_DIRECTIONS_.
Please set down the entries below once more, exactly.
STORED DATA section start
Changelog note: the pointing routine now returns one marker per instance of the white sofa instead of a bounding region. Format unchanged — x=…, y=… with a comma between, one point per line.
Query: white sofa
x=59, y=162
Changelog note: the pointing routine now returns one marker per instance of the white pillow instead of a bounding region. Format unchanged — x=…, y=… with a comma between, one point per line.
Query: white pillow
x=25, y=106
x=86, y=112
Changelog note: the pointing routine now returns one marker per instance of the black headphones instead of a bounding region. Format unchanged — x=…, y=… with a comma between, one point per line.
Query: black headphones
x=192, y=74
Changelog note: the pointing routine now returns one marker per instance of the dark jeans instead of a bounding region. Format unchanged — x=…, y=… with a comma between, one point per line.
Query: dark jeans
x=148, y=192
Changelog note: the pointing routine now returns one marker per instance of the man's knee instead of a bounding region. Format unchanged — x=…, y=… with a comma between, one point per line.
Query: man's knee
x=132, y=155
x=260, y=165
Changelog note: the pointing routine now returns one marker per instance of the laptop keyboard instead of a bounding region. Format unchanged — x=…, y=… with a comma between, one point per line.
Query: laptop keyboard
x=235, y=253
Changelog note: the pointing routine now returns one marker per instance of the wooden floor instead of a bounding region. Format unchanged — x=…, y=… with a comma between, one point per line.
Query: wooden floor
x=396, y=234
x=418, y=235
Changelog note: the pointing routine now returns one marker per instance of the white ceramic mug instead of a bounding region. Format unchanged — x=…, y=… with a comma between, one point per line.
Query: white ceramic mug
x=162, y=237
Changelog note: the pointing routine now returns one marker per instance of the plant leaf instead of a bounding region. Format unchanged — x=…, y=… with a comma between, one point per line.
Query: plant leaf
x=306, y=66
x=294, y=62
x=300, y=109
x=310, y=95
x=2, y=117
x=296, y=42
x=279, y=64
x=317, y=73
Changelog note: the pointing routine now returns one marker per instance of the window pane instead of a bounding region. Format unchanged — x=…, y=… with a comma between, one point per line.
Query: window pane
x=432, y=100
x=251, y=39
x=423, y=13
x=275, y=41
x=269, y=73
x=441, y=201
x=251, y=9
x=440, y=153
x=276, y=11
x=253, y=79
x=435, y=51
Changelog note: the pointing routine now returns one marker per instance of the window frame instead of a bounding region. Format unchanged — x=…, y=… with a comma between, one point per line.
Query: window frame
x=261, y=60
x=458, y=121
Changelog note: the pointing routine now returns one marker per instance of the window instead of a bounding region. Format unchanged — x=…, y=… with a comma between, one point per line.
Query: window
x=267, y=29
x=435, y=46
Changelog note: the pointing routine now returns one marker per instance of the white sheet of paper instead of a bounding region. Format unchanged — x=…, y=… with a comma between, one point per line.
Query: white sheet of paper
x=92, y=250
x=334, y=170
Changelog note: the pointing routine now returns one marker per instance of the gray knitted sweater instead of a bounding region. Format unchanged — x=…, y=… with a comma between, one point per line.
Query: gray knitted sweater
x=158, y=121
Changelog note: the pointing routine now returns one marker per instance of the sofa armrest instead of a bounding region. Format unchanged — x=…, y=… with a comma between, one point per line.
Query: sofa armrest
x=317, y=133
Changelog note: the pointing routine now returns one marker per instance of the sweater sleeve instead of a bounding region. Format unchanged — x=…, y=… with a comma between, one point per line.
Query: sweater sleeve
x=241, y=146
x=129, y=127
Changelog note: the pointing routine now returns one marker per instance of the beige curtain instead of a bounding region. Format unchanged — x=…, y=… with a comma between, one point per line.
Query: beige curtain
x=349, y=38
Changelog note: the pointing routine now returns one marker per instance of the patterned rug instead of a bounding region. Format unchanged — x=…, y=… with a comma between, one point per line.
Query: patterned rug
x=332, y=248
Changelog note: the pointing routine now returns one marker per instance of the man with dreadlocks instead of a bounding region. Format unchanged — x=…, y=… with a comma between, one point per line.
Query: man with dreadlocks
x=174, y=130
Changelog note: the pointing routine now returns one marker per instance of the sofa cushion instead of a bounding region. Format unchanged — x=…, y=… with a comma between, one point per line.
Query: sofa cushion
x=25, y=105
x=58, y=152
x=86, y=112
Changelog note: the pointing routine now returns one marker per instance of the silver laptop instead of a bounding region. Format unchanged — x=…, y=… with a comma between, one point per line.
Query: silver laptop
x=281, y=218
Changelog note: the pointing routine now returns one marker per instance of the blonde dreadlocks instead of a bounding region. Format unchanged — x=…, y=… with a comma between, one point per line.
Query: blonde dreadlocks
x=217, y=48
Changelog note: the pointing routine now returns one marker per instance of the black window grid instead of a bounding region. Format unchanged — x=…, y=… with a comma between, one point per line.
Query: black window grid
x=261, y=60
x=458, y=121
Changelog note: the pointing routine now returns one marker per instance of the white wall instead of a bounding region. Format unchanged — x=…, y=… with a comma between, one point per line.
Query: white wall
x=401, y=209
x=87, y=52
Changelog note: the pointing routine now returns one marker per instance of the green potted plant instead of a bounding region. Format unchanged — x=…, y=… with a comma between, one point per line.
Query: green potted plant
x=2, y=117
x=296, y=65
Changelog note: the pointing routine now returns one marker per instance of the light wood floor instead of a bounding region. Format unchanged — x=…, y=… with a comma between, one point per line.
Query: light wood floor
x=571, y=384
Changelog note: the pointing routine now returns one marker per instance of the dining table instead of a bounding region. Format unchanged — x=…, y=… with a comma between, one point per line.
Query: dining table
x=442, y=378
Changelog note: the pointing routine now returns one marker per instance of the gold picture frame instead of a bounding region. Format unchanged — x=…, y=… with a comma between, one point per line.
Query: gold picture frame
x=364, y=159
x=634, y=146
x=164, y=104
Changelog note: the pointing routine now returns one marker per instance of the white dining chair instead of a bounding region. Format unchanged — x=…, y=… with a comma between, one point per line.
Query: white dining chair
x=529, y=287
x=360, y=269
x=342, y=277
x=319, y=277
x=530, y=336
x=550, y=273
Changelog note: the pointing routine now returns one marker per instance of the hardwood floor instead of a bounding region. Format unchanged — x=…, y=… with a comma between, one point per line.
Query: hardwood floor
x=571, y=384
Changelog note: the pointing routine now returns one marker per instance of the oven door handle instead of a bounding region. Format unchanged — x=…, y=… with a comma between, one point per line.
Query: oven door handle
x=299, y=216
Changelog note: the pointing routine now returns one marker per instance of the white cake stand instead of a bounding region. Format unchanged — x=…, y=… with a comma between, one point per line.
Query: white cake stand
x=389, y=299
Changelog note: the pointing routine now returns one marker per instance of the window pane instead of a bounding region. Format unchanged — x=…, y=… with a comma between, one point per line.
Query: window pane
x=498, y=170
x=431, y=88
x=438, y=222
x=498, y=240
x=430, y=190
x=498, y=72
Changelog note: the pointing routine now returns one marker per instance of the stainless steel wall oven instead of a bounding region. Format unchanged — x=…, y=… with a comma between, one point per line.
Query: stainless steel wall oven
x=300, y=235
STORED DATA section end
_RESPONSE_.
Changelog note: the pointing routine now returns one marker per instance of the white sofa instead of a bounding region. Format unchanged — x=…, y=… with a comma between, one point per line.
Query: white sofa
x=59, y=162
Changelog note: the pointing routine now returns one marker per instance of the white pillow instead of a bounding region. Format unchanged — x=…, y=… with a comma between, one point per line.
Query: white pillow
x=25, y=106
x=86, y=112
Changelog note: the pointing routine now returns one marker per instance of the black headphones instead of a bounding region. Format unchanged — x=…, y=… with a comma between, one point per line.
Query: black headphones
x=192, y=74
Changelog note: the pointing routine now returns one marker per instance of the dark jeans instead of a bounding region. Format unchanged — x=…, y=… with a comma between, one point per line.
Query: dark jeans
x=148, y=192
Changelog note: the pointing routine now returns one marker per instance of the man's knee instead of a bounding region. Format unchanged — x=…, y=… with a comma between, one point per line.
Query: man's knee
x=132, y=155
x=260, y=165
Changelog note: the pointing routine now returns one marker per instance of the laptop keyboard instead of a bounding region. Format unchanged — x=…, y=… with a comma between, one point per line.
Query: laptop keyboard
x=235, y=253
Changelog note: the pointing routine now returns one marker per instance of the wooden floor instead of a bounding region. Format unchanged — x=…, y=… with a comma between, one point per line.
Query: wooden floor
x=396, y=234
x=418, y=235
Changelog note: the pointing routine now returns one marker per instance of the white ceramic mug instead of a bounding region. Format unchanged — x=…, y=… with a comma between, one point per line.
Query: white ceramic mug
x=162, y=237
Changelog note: the pointing routine now returns one marker per instance of the plant leaf instead of a bounding region. Format unchanged — x=…, y=… with a comma between, one point per line.
Query: plant leaf
x=306, y=66
x=294, y=62
x=300, y=109
x=310, y=95
x=2, y=117
x=296, y=42
x=279, y=64
x=317, y=73
Changelog note: the pointing routine now returns one marker per instance of the window pane instead of a bounding region. Format unchanged — x=…, y=… with a comma between, one point per line.
Query: window pane
x=432, y=100
x=251, y=39
x=423, y=13
x=275, y=41
x=269, y=73
x=441, y=201
x=251, y=9
x=440, y=153
x=276, y=11
x=253, y=79
x=435, y=51
Changelog note: the pointing routine now returns one marker per instance of the window frame instead of a bounding region. Format unchanged — x=…, y=… with a comma between, one point per line.
Query: window frame
x=261, y=60
x=458, y=121
Changelog note: the pointing routine now returns one marker per instance of the window instead of a bounding region. Format unchanged — x=…, y=… with a comma between, one point per line.
Query: window
x=267, y=29
x=435, y=46
Changelog note: the pointing routine now returns one marker per instance of the white sheet of paper instead of a bounding region. Format unchanged — x=…, y=… with a comma between, one point per line.
Query: white sheet of paper
x=92, y=250
x=334, y=170
Changelog note: the pointing routine now returns one marker per instance of the gray knitted sweater instead of a bounding region. Format unchanged — x=…, y=… with a comma between, one point per line.
Query: gray knitted sweater
x=158, y=121
Changelog note: the pointing routine now returns one marker per instance of the sofa armrest instead of a bounding region. Format unchanged — x=…, y=… with a comma between, one point per line.
Query: sofa armrest
x=317, y=133
Changelog note: the pointing routine now returns one marker per instance of the sweater sleeve instead of a bounding region. Format unchanged — x=…, y=… with a comma between, one point per line.
Query: sweater sleeve
x=241, y=146
x=129, y=127
Changelog note: the pointing routine now returns one marker per instance of the beige curtain instead of a bounding region. Format unchanged — x=…, y=… with a comma between, one point per line.
Query: beige curtain
x=349, y=38
Changelog note: the pointing routine now returns one marker per instance of the patterned rug instead of a bounding region. Format unchanged — x=…, y=… with a comma between, one point per line.
Query: patterned rug
x=332, y=248
Changelog note: the pointing routine now returns one marker per instance of the man with dreadlocks instead of a bounding region. Format unchanged — x=…, y=… with a comma between, one point per line.
Query: man with dreadlocks
x=174, y=130
Changelog note: the pointing routine now returns one marker per instance of the sofa cushion instead of a bounding region. Format unchanged — x=…, y=… with a comma between, one point per line.
Query: sofa cushion
x=25, y=105
x=58, y=152
x=86, y=112
Changelog note: the pointing routine now returns one marker per instance of the silver laptop instead of a bounding region. Format unchanged — x=…, y=… with a comma between, one point per line.
Query: silver laptop
x=281, y=218
Changelog note: the pointing routine now returns one marker per instance of the blonde dreadlocks instead of a bounding region. Format unchanged — x=…, y=… with a comma between, one point per line.
Query: blonde dreadlocks
x=217, y=48
Changelog note: the pointing routine now returns one marker per instance of the black window grid instead of a bounding region. Format unchanged — x=…, y=… with a comma between, one point per line.
Query: black window grid
x=261, y=60
x=458, y=121
Changelog note: the pointing routine now returns one marker per instance of the white wall instead of a bounding region. Format unchanged — x=…, y=… with a comma between, one point per line.
Query: white wall
x=401, y=209
x=87, y=52
Changelog note: the pointing routine now returns one marker per instance of the green potted plant instead of a bounding region. Format unchanged — x=…, y=… with a comma between, one point per line.
Query: green potted plant
x=2, y=117
x=296, y=65
Changelog note: the pointing routine now returns one marker per instance of the light wood floor instead of a bounding region. Format unchanged — x=…, y=… with a comma between, one point per line.
Query: light wood floor
x=571, y=384
Changelog note: the pointing routine now returns one marker per instance of the dining table instead of a bounding region. Format unchanged — x=…, y=… with a comma between, one point per line.
Query: dining table
x=442, y=378
Changelog note: the pointing routine now returns one marker per instance of the gold picture frame instead of a bounding region. Format unchanged — x=…, y=… with a comma between, one point per line.
Query: gold picture frame
x=364, y=159
x=634, y=146
x=164, y=104
Changelog note: the pointing routine now returns one marker per instance of the white dining chair instead of a bounding region. Format unchanged — x=…, y=… with a comma between, one point per line.
Query: white dining chair
x=529, y=287
x=360, y=269
x=342, y=277
x=319, y=277
x=530, y=336
x=550, y=273
Changelog note: the pointing routine now returns one marker per instance of the hardwood floor instead of a bounding region. Format unchanged — x=…, y=… with a comma between, one point per line.
Query: hardwood floor
x=571, y=384
Changelog note: the pointing routine now returns one marker per instance of the oven door handle instead of a bounding region. Format unchanged — x=…, y=… with a comma between, one point per line.
Query: oven door handle
x=299, y=216
Changelog note: the pointing routine now returns one marker per instance of the white cake stand instead of a bounding region. Format unchanged — x=…, y=… with a comma between, one point per line.
Query: white cake stand
x=389, y=299
Changelog note: the pointing routine now returns one marker per instance of the window pane instead of a bounding region. Format unchanged — x=…, y=… with a comma between, one point per line.
Query: window pane
x=498, y=170
x=431, y=88
x=438, y=222
x=498, y=240
x=430, y=190
x=498, y=72
Changelog note: the pointing routine now returns one marker per instance of the stainless steel wall oven instead of a bounding region. Format unchanged — x=…, y=… with a comma between, one point per line.
Query: stainless steel wall oven
x=300, y=235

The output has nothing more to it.